#### Written exercise
Change "jacket zipper" to "coat zipper" in the lines from the one holding "Target: background trees" through the end of the listing, both ends included, and leave all else unchanged. Give only those lines, without the pictures.

#### Materials provided
------------------------------------------------------------------------

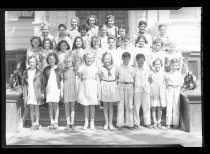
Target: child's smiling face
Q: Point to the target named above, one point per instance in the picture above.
(68, 62)
(63, 46)
(140, 62)
(45, 30)
(79, 42)
(141, 43)
(110, 22)
(107, 60)
(35, 43)
(51, 60)
(122, 32)
(92, 21)
(47, 44)
(157, 46)
(142, 28)
(32, 62)
(74, 23)
(89, 59)
(157, 66)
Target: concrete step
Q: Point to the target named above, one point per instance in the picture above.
(79, 116)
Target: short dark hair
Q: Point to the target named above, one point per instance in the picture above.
(158, 59)
(51, 44)
(139, 37)
(54, 55)
(38, 38)
(126, 54)
(140, 55)
(83, 26)
(62, 25)
(63, 41)
(142, 23)
(107, 53)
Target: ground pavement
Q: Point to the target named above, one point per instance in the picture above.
(99, 137)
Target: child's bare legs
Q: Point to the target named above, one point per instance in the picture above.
(106, 115)
(159, 114)
(72, 112)
(92, 115)
(110, 115)
(67, 106)
(50, 107)
(37, 114)
(56, 111)
(86, 109)
(32, 115)
(154, 117)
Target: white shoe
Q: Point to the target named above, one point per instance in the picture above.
(106, 127)
(92, 126)
(85, 126)
(111, 127)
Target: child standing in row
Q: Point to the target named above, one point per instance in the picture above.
(112, 30)
(173, 86)
(89, 88)
(52, 76)
(157, 92)
(109, 90)
(62, 50)
(47, 48)
(126, 74)
(103, 36)
(68, 92)
(61, 36)
(34, 50)
(73, 32)
(33, 90)
(93, 28)
(142, 92)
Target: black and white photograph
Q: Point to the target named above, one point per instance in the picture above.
(62, 90)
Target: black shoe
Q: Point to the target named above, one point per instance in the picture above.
(51, 127)
(72, 127)
(131, 128)
(136, 127)
(120, 127)
(149, 126)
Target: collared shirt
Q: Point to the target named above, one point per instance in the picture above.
(129, 50)
(48, 36)
(174, 78)
(141, 79)
(126, 73)
(104, 73)
(148, 37)
(116, 56)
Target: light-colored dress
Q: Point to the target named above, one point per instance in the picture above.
(157, 89)
(52, 91)
(31, 95)
(88, 88)
(109, 91)
(69, 85)
(43, 56)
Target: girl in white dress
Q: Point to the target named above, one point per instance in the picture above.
(53, 78)
(89, 88)
(33, 91)
(157, 92)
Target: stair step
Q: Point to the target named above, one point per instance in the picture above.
(79, 116)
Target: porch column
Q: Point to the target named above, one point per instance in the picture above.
(164, 16)
(152, 18)
(39, 17)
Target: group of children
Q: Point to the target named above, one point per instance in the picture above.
(91, 65)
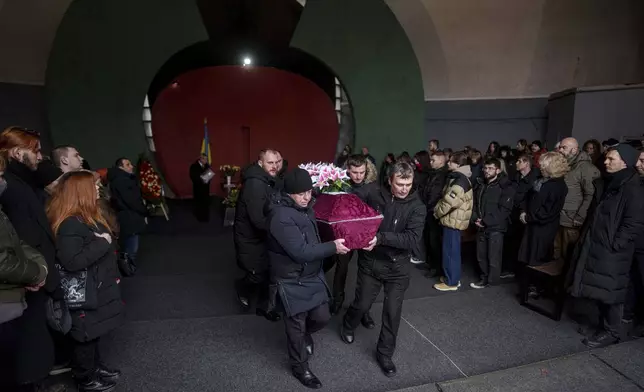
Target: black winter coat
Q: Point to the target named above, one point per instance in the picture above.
(24, 204)
(250, 220)
(545, 201)
(607, 243)
(200, 190)
(79, 248)
(296, 256)
(493, 203)
(433, 189)
(127, 202)
(401, 230)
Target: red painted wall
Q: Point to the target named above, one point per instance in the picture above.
(283, 111)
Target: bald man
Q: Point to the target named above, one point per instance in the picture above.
(580, 193)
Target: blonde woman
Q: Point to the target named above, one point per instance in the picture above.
(541, 215)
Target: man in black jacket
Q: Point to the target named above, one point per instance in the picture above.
(258, 184)
(128, 205)
(200, 189)
(493, 201)
(432, 193)
(605, 251)
(523, 181)
(296, 256)
(385, 262)
(357, 172)
(24, 204)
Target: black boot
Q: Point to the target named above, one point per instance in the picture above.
(94, 383)
(600, 339)
(307, 378)
(310, 345)
(270, 316)
(386, 365)
(107, 374)
(367, 321)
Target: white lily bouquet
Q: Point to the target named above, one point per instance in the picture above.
(327, 177)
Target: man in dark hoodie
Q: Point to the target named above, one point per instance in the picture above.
(607, 244)
(432, 193)
(128, 205)
(493, 201)
(385, 262)
(296, 253)
(258, 184)
(523, 181)
(358, 174)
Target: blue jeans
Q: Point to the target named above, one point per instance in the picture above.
(452, 256)
(130, 245)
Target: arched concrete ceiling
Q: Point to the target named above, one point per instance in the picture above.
(466, 48)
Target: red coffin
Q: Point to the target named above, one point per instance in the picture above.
(344, 215)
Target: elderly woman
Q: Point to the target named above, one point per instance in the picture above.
(541, 216)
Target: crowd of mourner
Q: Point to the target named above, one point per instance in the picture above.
(68, 236)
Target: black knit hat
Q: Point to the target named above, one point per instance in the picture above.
(628, 154)
(47, 172)
(297, 181)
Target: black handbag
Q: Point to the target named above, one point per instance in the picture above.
(81, 291)
(126, 264)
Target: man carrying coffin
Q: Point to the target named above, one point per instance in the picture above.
(385, 262)
(297, 281)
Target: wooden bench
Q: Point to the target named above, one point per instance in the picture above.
(550, 276)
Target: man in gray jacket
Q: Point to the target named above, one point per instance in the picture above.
(580, 193)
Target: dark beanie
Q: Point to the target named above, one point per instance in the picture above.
(297, 181)
(628, 154)
(47, 172)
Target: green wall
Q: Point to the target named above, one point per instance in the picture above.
(363, 43)
(104, 57)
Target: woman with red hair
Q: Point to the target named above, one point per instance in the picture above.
(86, 253)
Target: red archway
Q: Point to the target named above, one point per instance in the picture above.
(248, 108)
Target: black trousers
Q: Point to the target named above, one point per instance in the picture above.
(610, 318)
(489, 253)
(341, 263)
(299, 329)
(85, 358)
(372, 276)
(202, 207)
(255, 286)
(433, 243)
(634, 305)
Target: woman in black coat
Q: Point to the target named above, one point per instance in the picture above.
(607, 245)
(541, 217)
(90, 277)
(296, 257)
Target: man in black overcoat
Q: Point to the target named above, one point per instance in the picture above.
(200, 189)
(607, 244)
(296, 257)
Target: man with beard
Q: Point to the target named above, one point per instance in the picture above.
(493, 200)
(607, 244)
(200, 189)
(385, 261)
(634, 306)
(250, 230)
(296, 253)
(580, 193)
(433, 192)
(32, 354)
(357, 171)
(67, 158)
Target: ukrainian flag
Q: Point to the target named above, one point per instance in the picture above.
(205, 144)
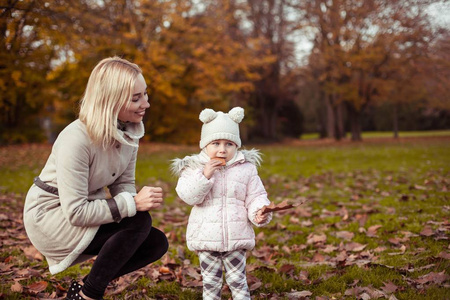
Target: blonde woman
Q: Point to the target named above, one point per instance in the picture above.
(67, 214)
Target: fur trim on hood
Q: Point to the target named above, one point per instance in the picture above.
(177, 166)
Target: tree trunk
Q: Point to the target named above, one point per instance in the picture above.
(330, 117)
(395, 121)
(340, 131)
(355, 122)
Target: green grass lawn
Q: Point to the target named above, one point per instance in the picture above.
(374, 224)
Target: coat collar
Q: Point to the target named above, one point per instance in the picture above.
(130, 134)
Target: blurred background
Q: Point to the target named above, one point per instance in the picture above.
(334, 68)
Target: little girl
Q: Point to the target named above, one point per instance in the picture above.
(227, 195)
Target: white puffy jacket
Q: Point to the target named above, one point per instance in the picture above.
(225, 205)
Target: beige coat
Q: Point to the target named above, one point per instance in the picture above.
(61, 227)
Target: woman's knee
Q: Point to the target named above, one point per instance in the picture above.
(159, 241)
(142, 221)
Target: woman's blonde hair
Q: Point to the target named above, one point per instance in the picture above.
(110, 86)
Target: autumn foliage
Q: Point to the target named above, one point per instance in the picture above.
(359, 222)
(220, 54)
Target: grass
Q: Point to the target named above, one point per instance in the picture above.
(401, 187)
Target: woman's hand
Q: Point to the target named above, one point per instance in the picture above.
(148, 198)
(210, 167)
(260, 218)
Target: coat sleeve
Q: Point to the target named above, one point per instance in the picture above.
(193, 186)
(72, 172)
(256, 198)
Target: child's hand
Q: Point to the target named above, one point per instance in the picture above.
(210, 167)
(260, 218)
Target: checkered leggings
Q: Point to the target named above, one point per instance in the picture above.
(212, 263)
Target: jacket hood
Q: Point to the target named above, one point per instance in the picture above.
(252, 156)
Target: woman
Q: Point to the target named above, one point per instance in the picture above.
(67, 215)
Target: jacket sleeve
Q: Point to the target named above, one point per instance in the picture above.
(256, 198)
(72, 172)
(193, 186)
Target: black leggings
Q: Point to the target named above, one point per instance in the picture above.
(122, 248)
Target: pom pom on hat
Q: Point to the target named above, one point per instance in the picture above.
(207, 115)
(218, 126)
(236, 114)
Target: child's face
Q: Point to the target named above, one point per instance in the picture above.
(221, 148)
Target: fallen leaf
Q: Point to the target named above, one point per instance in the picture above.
(276, 207)
(389, 287)
(37, 287)
(316, 238)
(346, 235)
(372, 231)
(164, 270)
(427, 231)
(298, 295)
(32, 253)
(17, 287)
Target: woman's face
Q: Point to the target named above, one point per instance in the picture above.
(221, 148)
(135, 111)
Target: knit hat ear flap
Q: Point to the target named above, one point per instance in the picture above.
(236, 114)
(207, 115)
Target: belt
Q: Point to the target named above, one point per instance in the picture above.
(53, 190)
(48, 188)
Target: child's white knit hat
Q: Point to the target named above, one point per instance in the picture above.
(218, 125)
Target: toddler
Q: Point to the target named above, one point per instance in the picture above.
(222, 184)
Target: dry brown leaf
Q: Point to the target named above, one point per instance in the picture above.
(346, 235)
(37, 287)
(17, 287)
(372, 230)
(389, 287)
(427, 231)
(276, 207)
(316, 238)
(164, 270)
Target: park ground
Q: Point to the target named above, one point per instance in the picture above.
(371, 223)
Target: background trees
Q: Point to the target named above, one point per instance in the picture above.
(371, 61)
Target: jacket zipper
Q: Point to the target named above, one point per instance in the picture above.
(224, 198)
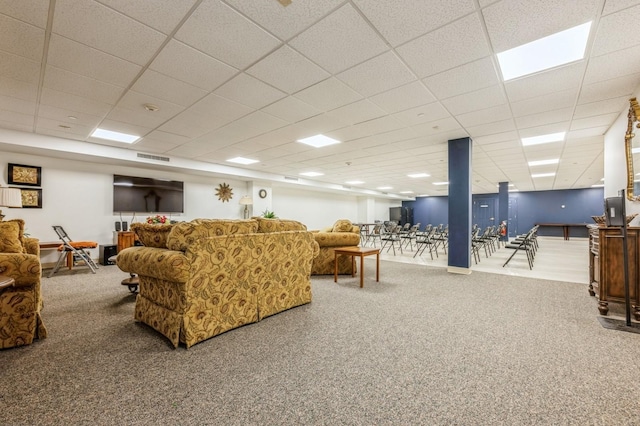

------------------------------------------------------------------------

#### Written answer
Target: background trees
Q: Point to the target named above, one point per instance in the picture above.
(371, 61)
Target: coat zipper
Q: Point to the target named above, one point per instance in the picture above.
(224, 198)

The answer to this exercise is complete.